Print the lines starting with the line that contains "Where can you find the parked" and going on through the line that contains "point(321, 165)", word for word.

((

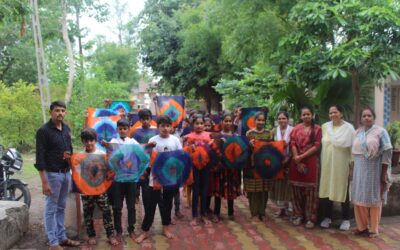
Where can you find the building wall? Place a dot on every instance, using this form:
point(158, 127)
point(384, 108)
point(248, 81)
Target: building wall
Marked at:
point(387, 103)
point(379, 105)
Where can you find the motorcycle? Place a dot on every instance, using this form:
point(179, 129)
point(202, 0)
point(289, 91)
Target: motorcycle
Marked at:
point(12, 189)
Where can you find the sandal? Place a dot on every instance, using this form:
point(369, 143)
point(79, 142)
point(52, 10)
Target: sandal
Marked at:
point(216, 219)
point(373, 235)
point(56, 247)
point(361, 233)
point(70, 243)
point(206, 221)
point(92, 241)
point(113, 241)
point(309, 225)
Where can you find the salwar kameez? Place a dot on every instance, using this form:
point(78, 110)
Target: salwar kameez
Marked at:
point(255, 187)
point(303, 177)
point(371, 149)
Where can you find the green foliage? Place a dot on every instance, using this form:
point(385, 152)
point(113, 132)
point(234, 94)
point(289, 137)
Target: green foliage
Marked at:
point(334, 41)
point(17, 55)
point(19, 115)
point(118, 62)
point(13, 10)
point(95, 91)
point(394, 133)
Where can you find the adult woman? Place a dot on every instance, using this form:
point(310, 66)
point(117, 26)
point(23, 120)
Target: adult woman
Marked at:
point(372, 153)
point(281, 188)
point(305, 142)
point(335, 161)
point(254, 185)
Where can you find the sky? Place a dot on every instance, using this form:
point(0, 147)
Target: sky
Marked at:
point(95, 28)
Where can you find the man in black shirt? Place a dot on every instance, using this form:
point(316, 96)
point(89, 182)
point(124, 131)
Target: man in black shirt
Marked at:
point(53, 151)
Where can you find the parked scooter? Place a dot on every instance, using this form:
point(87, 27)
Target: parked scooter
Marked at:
point(12, 189)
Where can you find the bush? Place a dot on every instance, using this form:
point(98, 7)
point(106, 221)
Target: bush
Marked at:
point(20, 115)
point(394, 133)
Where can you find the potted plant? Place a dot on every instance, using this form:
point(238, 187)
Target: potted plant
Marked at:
point(394, 133)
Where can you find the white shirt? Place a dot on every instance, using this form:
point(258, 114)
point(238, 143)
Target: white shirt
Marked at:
point(167, 144)
point(97, 152)
point(126, 140)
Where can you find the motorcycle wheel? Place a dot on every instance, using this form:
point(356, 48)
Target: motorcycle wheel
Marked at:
point(19, 192)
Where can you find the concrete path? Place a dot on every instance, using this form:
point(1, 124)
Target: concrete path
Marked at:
point(242, 233)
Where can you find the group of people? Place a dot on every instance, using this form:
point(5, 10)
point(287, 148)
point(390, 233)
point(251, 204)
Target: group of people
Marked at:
point(321, 165)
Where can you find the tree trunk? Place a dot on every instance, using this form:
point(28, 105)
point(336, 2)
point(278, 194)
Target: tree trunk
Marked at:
point(81, 68)
point(355, 83)
point(71, 64)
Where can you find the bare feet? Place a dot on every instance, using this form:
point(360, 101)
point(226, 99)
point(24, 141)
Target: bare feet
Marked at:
point(205, 220)
point(70, 243)
point(167, 233)
point(142, 237)
point(216, 219)
point(113, 241)
point(92, 241)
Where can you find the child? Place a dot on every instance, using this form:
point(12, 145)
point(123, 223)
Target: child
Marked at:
point(255, 187)
point(200, 185)
point(142, 135)
point(230, 178)
point(164, 142)
point(213, 184)
point(123, 190)
point(89, 138)
point(187, 192)
point(177, 197)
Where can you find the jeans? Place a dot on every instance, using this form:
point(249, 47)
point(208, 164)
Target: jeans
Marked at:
point(121, 191)
point(54, 212)
point(162, 198)
point(200, 188)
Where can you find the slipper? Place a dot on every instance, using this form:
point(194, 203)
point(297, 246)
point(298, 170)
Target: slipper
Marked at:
point(70, 243)
point(361, 233)
point(113, 241)
point(373, 235)
point(56, 247)
point(92, 241)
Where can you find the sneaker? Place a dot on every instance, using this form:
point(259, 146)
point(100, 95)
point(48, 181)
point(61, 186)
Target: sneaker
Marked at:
point(326, 223)
point(345, 226)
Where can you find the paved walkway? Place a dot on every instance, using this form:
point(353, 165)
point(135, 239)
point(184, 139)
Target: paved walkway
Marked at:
point(242, 233)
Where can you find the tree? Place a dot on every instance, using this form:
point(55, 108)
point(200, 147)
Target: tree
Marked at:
point(341, 39)
point(71, 62)
point(118, 62)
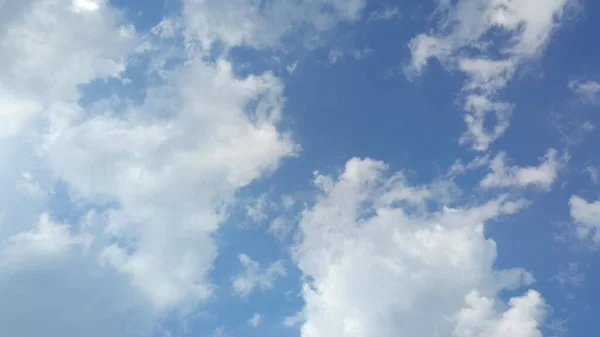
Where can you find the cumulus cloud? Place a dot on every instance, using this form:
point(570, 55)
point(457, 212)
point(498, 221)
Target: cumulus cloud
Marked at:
point(470, 32)
point(385, 13)
point(586, 216)
point(541, 176)
point(256, 277)
point(376, 265)
point(159, 175)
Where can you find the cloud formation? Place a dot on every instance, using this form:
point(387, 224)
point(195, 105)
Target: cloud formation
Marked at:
point(487, 41)
point(375, 265)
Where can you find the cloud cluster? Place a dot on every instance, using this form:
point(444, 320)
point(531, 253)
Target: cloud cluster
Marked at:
point(487, 41)
point(374, 264)
point(542, 176)
point(254, 277)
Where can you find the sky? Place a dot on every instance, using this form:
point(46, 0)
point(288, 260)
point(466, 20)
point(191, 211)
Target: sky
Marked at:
point(299, 168)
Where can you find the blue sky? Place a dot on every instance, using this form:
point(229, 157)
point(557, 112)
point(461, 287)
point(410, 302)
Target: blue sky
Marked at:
point(314, 168)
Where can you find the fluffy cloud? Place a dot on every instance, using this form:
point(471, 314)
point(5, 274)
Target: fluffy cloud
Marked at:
point(158, 176)
point(255, 24)
point(376, 263)
point(587, 218)
point(469, 33)
point(172, 169)
point(541, 176)
point(254, 276)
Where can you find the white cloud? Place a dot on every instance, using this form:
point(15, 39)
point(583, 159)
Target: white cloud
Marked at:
point(588, 91)
point(586, 216)
point(255, 277)
point(280, 227)
point(334, 56)
point(241, 22)
point(385, 13)
point(257, 209)
point(542, 176)
point(161, 174)
point(570, 276)
point(255, 320)
point(481, 318)
point(173, 170)
point(464, 42)
point(47, 240)
point(374, 267)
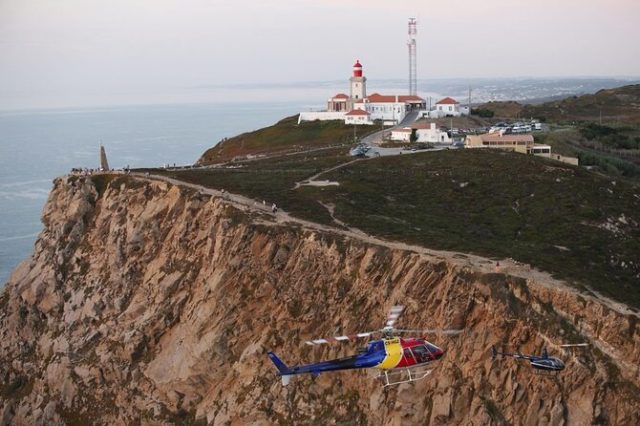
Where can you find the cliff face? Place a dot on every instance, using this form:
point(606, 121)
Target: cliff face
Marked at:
point(152, 304)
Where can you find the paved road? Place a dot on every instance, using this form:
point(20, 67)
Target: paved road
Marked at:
point(374, 140)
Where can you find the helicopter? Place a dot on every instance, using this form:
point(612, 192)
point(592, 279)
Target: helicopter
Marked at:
point(401, 360)
point(539, 362)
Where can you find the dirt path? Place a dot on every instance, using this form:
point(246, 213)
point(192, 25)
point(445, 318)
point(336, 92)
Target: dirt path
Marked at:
point(477, 263)
point(314, 177)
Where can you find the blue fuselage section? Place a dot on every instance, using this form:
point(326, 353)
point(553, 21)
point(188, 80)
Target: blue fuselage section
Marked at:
point(370, 357)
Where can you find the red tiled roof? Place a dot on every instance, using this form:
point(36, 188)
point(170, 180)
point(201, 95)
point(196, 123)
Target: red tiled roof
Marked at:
point(357, 112)
point(378, 98)
point(421, 125)
point(447, 101)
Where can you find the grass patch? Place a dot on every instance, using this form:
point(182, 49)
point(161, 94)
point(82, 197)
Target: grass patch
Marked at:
point(495, 204)
point(284, 136)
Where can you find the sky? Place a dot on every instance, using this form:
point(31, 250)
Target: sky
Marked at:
point(56, 53)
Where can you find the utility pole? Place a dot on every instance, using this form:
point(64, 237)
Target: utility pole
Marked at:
point(411, 44)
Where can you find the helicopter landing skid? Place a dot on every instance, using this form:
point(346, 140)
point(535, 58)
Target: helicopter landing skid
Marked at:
point(545, 373)
point(398, 376)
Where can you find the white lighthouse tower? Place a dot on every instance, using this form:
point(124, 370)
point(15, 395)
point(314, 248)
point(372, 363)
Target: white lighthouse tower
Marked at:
point(358, 84)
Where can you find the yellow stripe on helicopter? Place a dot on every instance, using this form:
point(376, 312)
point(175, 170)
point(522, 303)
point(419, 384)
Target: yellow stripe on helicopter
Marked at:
point(393, 348)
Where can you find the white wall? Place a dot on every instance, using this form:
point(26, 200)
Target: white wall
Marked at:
point(357, 119)
point(394, 111)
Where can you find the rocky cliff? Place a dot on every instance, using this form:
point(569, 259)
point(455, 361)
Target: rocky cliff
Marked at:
point(149, 303)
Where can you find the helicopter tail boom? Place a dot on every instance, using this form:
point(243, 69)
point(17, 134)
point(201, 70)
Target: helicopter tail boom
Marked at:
point(285, 372)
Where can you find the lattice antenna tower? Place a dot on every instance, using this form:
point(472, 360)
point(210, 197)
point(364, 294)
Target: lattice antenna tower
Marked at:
point(411, 43)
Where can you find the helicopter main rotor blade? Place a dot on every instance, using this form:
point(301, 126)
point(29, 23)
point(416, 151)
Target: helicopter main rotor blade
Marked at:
point(338, 338)
point(449, 332)
point(394, 313)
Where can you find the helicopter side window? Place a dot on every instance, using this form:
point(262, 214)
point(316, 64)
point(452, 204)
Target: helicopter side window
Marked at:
point(421, 354)
point(408, 356)
point(431, 348)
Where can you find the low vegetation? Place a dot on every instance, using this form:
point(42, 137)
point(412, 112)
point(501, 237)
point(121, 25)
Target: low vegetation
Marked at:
point(285, 136)
point(579, 225)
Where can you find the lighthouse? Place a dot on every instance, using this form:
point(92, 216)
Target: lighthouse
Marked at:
point(358, 84)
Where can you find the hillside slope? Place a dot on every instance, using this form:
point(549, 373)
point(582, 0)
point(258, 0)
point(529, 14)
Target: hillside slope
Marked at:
point(285, 136)
point(621, 104)
point(145, 303)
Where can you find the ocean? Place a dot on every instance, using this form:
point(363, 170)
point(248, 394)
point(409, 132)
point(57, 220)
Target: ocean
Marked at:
point(37, 146)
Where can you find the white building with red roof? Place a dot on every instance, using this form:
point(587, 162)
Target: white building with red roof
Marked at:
point(357, 116)
point(421, 132)
point(447, 107)
point(390, 108)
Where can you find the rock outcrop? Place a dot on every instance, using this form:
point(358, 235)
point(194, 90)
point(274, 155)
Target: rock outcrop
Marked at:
point(147, 303)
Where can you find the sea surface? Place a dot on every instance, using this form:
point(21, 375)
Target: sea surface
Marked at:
point(37, 146)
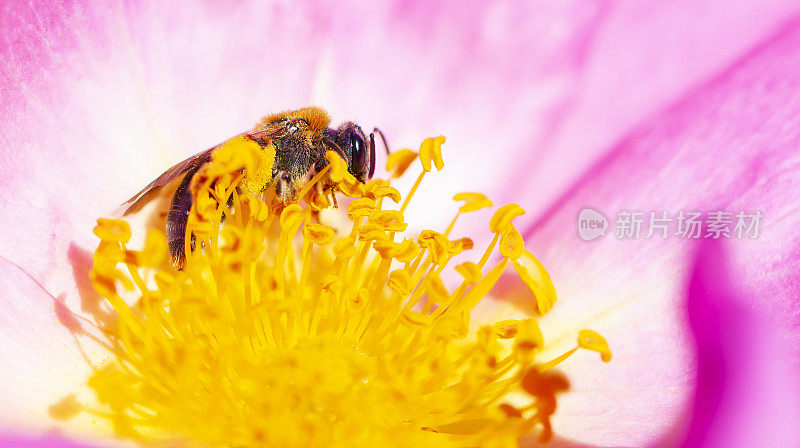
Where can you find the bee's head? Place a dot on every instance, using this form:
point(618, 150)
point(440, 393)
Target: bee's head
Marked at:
point(359, 151)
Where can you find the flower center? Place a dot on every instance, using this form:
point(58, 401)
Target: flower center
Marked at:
point(282, 331)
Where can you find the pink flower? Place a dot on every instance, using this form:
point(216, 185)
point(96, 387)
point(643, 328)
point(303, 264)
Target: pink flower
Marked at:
point(680, 106)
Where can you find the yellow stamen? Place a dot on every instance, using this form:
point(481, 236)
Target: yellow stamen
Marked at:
point(280, 331)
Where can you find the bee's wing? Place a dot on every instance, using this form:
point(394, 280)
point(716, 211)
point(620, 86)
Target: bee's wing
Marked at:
point(171, 174)
point(263, 134)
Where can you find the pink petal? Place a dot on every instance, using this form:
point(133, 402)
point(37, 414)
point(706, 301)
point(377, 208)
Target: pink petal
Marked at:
point(638, 58)
point(52, 441)
point(730, 145)
point(747, 394)
point(40, 361)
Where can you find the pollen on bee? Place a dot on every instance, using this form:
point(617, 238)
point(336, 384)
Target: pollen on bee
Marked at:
point(282, 330)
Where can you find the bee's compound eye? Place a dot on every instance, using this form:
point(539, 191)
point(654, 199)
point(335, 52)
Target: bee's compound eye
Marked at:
point(359, 154)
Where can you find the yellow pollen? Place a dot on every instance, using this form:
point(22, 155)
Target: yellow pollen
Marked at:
point(282, 331)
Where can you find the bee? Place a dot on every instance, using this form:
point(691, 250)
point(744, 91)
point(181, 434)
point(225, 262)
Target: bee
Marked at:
point(299, 140)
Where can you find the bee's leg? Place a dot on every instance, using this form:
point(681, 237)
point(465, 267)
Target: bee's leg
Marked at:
point(176, 220)
point(285, 189)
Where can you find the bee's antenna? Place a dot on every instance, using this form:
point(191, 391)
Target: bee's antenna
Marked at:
point(335, 146)
point(383, 138)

))

• _Written solution_
Where can you find the parked scooter? Place a dot on every instance, using this form:
point(87, 27)
Target: parked scooter
Marked at:
point(12, 189)
Where can you find the bush? Place a dot on every instance, using this form:
point(98, 7)
point(106, 221)
Target: bush
Marked at:
point(20, 115)
point(394, 133)
Where can you find the potted plant? Place a dot on every instance, using this form:
point(238, 187)
Target: potted plant
Marked at:
point(394, 133)
Where can you find the white shirt? Place a dot on every instance, using this form:
point(258, 114)
point(238, 143)
Target: white shirt
Marked at:
point(167, 144)
point(97, 152)
point(126, 140)
Where can you find the motorcycle wheel? Place a dot on every instance, using this form:
point(356, 48)
Target: motorcycle wheel
Marked at:
point(19, 192)
Where can you find the concrete path? Place a dot on every instance, using this form:
point(1, 124)
Target: concrete path
Marked at:
point(242, 233)
Where can you find the group of people? Place a dot on every instance, using this form:
point(5, 10)
point(287, 148)
point(390, 233)
point(251, 204)
Target: group of people
Marked at:
point(321, 165)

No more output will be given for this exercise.